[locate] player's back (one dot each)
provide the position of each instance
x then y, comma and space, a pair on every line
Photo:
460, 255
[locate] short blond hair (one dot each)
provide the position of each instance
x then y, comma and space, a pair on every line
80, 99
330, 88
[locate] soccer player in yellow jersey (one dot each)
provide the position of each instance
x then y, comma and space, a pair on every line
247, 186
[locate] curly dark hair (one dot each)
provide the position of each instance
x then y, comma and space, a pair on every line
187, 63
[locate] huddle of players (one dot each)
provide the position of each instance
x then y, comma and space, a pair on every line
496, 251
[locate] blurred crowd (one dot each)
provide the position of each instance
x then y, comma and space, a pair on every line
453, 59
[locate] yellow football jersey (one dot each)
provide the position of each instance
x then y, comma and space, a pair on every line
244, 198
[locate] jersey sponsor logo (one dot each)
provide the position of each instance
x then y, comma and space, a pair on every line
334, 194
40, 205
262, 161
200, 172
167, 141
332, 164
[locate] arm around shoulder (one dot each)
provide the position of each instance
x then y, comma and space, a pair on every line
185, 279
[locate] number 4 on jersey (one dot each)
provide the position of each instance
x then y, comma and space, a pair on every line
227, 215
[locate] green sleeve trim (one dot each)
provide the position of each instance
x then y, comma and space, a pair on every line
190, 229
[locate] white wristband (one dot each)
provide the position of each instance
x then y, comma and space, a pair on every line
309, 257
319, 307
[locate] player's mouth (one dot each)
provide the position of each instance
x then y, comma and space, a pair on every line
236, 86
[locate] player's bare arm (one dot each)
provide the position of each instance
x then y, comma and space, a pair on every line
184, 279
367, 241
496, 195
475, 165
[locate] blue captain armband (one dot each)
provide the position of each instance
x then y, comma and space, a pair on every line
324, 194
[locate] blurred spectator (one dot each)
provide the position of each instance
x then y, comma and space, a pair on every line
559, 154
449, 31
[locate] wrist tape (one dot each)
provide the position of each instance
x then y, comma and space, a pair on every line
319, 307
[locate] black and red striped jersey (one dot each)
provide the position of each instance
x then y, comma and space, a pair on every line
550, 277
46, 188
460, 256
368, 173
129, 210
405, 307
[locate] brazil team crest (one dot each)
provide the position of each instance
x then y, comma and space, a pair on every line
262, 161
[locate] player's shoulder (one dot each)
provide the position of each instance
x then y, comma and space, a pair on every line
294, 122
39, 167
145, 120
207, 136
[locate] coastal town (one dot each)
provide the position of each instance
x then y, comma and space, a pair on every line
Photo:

TO DO →
Whenever the word "shoulder" occurs in a line above, copy that line.

TASK OUTPUT →
[locate] arm around shoulder (one dot each)
[locate] player's shoulder (one dot each)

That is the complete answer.